Problemas por resolver>
(1) Resume en forma de lista el párrafo del texto sobre el rock español de los setenta y ochenta que empieza con «La sociología ofrece» y conserva sus datos principales.
(2) En el texto sobre el rock español de los setenta y ochenta, cambia "tocho" por "volumen" y reproduce todo el fragmento que va desde "La sociología ofrece" hasta "con extraordinaria retentiva.".

Dos recientes libros reivindican los estilos y bandas de los años setenta y ochenta mediáticamente oscurecidos

EL PAÍS

No es de extrañar que, en un país tan dado a las polarizaciones, al estás conmigo o contra mí y a los revisionismos históricos de trazo grueso, sendos volúmenes históricos planteen con evidente retranca la disyuntiva entre bandos opuestos: rockeros insurgentes vs modernos complacientes (haciendo suya la letra de La Puerta de Alcalá) y apocalípticos vs desintegrados (pervirtiendo el ensayo de Umberto Eco). El caso es que los años setenta y la primera mitad de los ochenta sonaron a rock progresivo, rock urbano (llamado rock bronca en un primer momento), canción de autor heterodoxa y heavy metal, más allá de la imagen estereotipada que ha calado hasta nuestros días, según la cual no hubo nada más allá de la sempiterna (y a veces tan glorificada) movida, con epicentro en la capital.

La sociología ofrece un abanico de herramientas para calibrar el fenómeno en todos sus matices, más allá de visiones sesgadas, y a ello se ha aplicado el madrileño Fernán del Val con un libro que debería convertirse en toda una referencia: Rockeros insurgentes, modernos complacientes: un análisis sociológico del rock en la Transición (1975-1985). Considerable pero completísimo tocho, que nace de una tesis pero se transmuta en un texto ágil y apasionante, cotejando estadísticas y datos de la época con testimonios de músicos (Sabino Méndez, Julián Hernández, Julio Castejón, Sherpa), periodistas (Diego Manrique, Jesús Ordovás, Vicente Mariscal Romero, Patricia Godes, José Manuel Costa), y aficionados con extraordinaria retentiva.

Entradas proporcionadas>
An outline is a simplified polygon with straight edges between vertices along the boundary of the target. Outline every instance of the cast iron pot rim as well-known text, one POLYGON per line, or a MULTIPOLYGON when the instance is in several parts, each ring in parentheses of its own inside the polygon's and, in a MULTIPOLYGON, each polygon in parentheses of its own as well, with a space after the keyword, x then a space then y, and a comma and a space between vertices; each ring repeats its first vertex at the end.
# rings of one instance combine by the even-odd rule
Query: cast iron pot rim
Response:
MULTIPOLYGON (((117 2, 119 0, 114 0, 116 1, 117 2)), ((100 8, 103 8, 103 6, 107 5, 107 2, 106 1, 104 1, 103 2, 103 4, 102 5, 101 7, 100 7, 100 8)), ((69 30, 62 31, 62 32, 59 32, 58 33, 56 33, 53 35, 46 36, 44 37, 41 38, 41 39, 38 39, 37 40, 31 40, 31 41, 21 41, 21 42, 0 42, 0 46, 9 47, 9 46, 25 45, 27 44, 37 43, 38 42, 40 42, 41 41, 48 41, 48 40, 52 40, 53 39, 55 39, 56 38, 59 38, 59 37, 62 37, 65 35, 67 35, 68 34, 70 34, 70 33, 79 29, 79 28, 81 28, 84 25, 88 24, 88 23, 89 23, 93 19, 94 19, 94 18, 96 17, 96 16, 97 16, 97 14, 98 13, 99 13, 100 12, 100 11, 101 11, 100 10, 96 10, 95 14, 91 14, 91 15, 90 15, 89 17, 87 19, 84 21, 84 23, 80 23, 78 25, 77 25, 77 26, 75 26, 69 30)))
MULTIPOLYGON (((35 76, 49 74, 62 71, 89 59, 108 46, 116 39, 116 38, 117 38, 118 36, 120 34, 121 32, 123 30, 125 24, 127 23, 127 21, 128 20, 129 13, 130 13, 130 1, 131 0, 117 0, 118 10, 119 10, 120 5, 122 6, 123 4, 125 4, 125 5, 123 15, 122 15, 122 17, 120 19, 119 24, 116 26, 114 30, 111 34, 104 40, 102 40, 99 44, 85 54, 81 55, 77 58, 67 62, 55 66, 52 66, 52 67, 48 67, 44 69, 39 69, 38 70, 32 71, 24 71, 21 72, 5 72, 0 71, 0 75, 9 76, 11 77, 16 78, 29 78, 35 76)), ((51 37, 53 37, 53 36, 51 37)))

Las respuestas>
(1)
- La sociología aporta herramientas para medir el fenómeno en todos sus matices, sin visiones sesgadas.
- El madrileño Fernán del Val lo ha hecho en su libro «Rockeros insurgentes, modernos complacientes: un análisis sociológico del rock en la Transición (1975-1985)», que debería convertirse en una referencia.
- La obra es extensa y completísima. Nace de una tesis, pero resulta ágil y apasionante.
- El libro contrasta estadísticas y datos de la época con testimonios de varios grupos:
  - músicos: Sabino Méndez, Julián Hernández, Julio Castejón y Sherpa;
  - periodistas: Diego Manrique, Jesús Ordovás, Vicente Mariscal Romero, Patricia Godes y José Manuel Costa;
  - aficionados con extraordinaria retentiva.

(2)
La sociología ofrece un abanico de herramientas para calibrar el fenómeno en todos sus matices, más allá de visiones sesgadas, y a ello se ha aplicado el madrileño Fernán del Val con un libro que debería convertirse en toda una referencia: Rockeros insurgentes, modernos complacientes: un análisis sociológico del rock en la Transición (1975-1985). Considerable pero completísimo volumen, que nace de una tesis pero se transmuta en un texto ágil y apasionante, cotejando estadísticas y datos de la época con testimonios de músicos (Sabino Méndez, Julián Hernández, Julio Castejón, Sherpa), periodistas (Diego Manrique, Jesús Ordovás, Vicente Mariscal Romero, Patricia Godes, José Manuel Costa), y aficionados con extraordinaria retentiva.